--- Exercise input ---
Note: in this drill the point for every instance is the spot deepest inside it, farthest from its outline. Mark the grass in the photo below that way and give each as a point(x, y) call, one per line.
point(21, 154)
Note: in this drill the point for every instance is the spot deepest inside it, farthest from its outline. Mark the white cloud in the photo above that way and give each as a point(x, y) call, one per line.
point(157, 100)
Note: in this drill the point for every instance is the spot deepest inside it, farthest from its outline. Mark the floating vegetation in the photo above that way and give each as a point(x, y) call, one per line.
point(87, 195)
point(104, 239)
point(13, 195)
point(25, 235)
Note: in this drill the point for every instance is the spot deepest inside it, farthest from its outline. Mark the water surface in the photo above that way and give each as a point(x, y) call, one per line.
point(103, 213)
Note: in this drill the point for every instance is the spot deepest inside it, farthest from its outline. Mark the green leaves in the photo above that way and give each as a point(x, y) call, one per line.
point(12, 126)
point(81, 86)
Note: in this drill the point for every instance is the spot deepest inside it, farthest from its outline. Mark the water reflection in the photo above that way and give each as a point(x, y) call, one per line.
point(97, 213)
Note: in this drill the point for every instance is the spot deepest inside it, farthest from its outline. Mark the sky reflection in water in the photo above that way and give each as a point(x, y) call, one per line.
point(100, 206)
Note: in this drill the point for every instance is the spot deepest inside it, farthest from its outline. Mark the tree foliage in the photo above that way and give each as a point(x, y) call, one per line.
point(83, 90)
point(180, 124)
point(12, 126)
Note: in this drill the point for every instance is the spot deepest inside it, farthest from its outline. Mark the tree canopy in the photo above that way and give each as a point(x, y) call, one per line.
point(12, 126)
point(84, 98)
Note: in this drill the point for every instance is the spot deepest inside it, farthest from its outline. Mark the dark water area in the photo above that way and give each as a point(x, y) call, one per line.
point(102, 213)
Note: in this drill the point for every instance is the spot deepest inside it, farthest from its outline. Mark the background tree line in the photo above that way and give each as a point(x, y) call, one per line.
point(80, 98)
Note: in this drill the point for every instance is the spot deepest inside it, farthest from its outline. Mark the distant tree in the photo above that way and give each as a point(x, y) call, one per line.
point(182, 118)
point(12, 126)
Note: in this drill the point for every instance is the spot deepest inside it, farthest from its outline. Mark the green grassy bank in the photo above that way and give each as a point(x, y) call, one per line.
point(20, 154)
---
Your task:
Transcribe the records in full, word for word.

Answer to the exercise:
Note: in this drill the point for every instance is the spot deepest inside it, farthest from its outline. Mark the grass in the photo below that way and give each as a point(x, y) call, one per line.
point(21, 154)
Note: in this drill the point for every instance is the spot deepest inside it, farthest from its outline. Mark the white cloud in the photo above that way and give each as a point(x, y) call, one per line.
point(157, 100)
Note: in this drill the point for every instance is the spot deepest inside it, farthest from its outline. Mark the floating vegetation in the photo above that way and give each as a point(x, y) call, one per line.
point(87, 195)
point(104, 239)
point(13, 195)
point(25, 235)
Note: in this drill the point for every instance is the spot deepest inside it, farthest from its outline. Mark the water surface in the photo above that way and give each as a point(x, y) call, one per line.
point(103, 213)
Note: in this drill the point for every instance is the spot deepest inside it, farthest from its outline. Mark the green leaves in the photo above that way and give each as a point(x, y) call, one per line.
point(12, 126)
point(81, 86)
Note: in this drill the point for every instance is the spot deepest inside it, farthest from its outline. Mark the water reflection in the photo above that way and give each as a point(x, y) call, one per line.
point(97, 213)
Note: in this drill the point for every instance is the spot deepest inside it, farthest from its outline. Mark the sky reflection in water in the photo above that way and give each as a point(x, y) call, one per line.
point(100, 206)
Note: in this drill the point for every instance is the spot deepest inside it, farthest from its outline. Mark the tree foliage in the photo above that way and give each as a point(x, y) call, one per line.
point(83, 90)
point(180, 124)
point(12, 126)
Note: in this drill the point for every instance is the spot deepest inside it, farthest from its outline. Mark the tree canopy in the photo above that way and give each as a point(x, y) call, one per line.
point(12, 126)
point(84, 98)
Note: in this drill the point for every instance is the spot deepest inside it, farthest from its outline. Mark the dark water area in the photo above that way and give each as a point(x, y) call, one per line.
point(102, 213)
Note: in this drill the point for every instance is the spot deepest inside it, farthest from its outline. Mark the background tree line in the photo above that way and give each as a point(x, y) call, one per line.
point(80, 98)
Note: in this drill the point for every instance is the spot deepest inside it, farthest from its outline. Mark the distant tree in the photo above that way and give each as a point(x, y) call, one per line.
point(182, 118)
point(12, 126)
Note: in this drill the point for every instance is the spot deepest inside it, farthest from its outline. Mark the green grassy bank in the photo above that way and give each as a point(x, y) call, one per line.
point(20, 154)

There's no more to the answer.